Task to carry out: Look for the line containing "The function indicates a point for each instance of the dark" in the listing below. Retype that line and every subsequent line through the last one, and only those.

Dataset excerpts on object pointing
- - - - - - -
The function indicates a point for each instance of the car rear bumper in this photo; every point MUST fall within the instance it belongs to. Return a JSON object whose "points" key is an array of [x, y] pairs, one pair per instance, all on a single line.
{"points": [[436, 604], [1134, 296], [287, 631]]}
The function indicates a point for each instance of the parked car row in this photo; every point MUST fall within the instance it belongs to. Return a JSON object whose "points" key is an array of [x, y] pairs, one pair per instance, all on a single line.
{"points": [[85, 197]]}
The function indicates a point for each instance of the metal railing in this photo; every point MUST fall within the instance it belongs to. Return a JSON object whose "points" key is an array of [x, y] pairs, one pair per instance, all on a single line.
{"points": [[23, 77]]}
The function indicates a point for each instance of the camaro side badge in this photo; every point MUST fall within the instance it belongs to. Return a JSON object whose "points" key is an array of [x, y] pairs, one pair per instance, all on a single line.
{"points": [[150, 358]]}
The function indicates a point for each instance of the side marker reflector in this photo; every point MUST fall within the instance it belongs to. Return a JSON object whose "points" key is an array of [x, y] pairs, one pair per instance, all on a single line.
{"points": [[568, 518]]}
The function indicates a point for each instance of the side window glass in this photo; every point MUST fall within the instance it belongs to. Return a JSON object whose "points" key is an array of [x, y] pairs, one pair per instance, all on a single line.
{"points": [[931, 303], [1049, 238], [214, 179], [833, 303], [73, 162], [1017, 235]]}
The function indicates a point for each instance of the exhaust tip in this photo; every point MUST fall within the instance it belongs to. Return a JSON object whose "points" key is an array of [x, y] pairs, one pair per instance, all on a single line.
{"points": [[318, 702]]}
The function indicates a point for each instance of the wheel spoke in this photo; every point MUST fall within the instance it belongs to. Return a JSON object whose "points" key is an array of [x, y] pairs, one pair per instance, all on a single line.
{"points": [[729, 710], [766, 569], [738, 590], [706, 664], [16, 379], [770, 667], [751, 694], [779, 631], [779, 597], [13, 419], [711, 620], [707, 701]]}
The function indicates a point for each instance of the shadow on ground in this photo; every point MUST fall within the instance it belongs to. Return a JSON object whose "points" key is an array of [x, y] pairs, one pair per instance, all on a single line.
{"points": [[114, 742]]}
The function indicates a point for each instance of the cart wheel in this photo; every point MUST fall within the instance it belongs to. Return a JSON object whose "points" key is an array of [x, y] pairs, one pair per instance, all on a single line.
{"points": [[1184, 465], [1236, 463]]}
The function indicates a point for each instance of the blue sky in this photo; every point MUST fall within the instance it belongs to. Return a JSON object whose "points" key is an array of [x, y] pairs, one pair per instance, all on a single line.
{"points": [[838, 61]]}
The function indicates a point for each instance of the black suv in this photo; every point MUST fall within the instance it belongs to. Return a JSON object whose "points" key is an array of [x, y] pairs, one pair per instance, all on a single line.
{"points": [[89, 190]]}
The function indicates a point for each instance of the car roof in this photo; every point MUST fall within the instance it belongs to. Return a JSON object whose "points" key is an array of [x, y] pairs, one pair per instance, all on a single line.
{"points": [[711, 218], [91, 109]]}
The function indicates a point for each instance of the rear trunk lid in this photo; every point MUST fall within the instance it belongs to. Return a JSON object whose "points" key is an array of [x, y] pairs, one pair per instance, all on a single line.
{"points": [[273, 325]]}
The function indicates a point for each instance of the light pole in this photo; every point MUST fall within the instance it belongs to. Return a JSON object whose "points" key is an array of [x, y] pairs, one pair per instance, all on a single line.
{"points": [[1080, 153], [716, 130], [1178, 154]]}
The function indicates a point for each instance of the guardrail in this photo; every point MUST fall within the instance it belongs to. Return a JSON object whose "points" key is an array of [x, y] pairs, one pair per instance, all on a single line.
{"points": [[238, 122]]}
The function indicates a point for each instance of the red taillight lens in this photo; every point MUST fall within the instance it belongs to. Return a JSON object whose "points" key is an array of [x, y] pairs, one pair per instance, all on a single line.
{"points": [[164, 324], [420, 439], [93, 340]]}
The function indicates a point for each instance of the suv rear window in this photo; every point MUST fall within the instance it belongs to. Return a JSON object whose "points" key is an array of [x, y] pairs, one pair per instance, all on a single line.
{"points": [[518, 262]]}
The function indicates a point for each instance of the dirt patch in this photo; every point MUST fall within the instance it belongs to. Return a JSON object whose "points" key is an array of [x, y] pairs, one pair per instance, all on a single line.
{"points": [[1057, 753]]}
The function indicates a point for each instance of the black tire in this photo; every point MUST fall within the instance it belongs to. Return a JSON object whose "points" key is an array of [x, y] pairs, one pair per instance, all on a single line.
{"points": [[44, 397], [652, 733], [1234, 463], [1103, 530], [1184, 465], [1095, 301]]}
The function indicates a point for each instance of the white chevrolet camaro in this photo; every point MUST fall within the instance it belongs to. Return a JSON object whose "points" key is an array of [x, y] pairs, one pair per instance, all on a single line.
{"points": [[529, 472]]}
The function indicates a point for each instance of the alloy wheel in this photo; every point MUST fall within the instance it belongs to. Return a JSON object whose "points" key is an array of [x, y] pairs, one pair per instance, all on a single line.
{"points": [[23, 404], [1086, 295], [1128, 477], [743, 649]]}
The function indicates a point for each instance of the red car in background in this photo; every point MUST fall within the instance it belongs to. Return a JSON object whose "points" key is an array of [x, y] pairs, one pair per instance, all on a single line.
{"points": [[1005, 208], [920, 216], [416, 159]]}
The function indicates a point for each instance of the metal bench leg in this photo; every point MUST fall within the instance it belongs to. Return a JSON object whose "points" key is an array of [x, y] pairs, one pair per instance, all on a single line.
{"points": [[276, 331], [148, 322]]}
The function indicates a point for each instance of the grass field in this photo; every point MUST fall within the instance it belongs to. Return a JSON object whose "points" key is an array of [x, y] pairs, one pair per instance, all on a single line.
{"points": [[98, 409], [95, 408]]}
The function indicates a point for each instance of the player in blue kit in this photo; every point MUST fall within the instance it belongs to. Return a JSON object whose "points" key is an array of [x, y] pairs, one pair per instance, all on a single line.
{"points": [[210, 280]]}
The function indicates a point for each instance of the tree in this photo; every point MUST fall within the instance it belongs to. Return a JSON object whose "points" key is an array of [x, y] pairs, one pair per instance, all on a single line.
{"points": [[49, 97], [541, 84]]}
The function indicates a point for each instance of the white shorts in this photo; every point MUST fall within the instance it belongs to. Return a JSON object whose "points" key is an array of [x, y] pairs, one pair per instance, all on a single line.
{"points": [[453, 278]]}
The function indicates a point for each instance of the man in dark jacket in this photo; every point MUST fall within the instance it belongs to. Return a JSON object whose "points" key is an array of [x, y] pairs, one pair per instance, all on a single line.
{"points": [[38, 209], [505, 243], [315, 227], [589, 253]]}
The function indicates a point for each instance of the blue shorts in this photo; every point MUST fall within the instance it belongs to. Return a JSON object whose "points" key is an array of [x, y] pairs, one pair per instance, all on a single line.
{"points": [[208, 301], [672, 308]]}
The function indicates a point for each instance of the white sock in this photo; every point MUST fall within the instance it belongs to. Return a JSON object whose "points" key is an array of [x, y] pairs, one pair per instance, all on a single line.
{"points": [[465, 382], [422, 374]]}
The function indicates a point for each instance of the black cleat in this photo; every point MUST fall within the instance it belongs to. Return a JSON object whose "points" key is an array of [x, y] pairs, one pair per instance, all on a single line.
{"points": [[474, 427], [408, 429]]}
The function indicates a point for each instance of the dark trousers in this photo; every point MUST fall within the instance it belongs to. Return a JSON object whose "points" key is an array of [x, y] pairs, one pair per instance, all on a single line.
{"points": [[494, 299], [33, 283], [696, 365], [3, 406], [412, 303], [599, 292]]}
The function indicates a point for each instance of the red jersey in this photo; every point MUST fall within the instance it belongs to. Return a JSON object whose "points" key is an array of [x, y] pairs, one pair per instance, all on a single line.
- - - - - - -
Response for this exercise:
The function indicates a point for each instance of the dark trousers in this photo; every point MUST fall within the instance it belongs to. Return a JSON object whose "points" key is an array of [x, y] pairs, one pair per instance, all on a single line.
{"points": [[494, 299], [33, 283], [696, 365], [3, 406], [412, 303], [599, 292]]}
The function indicates a point for each instance of the red jersey in this photo; every point MUST fall within the instance it belongs to. Return a JSON object whose "points" key is an array of [x, y] pairs, one pair per instance, all on a single line.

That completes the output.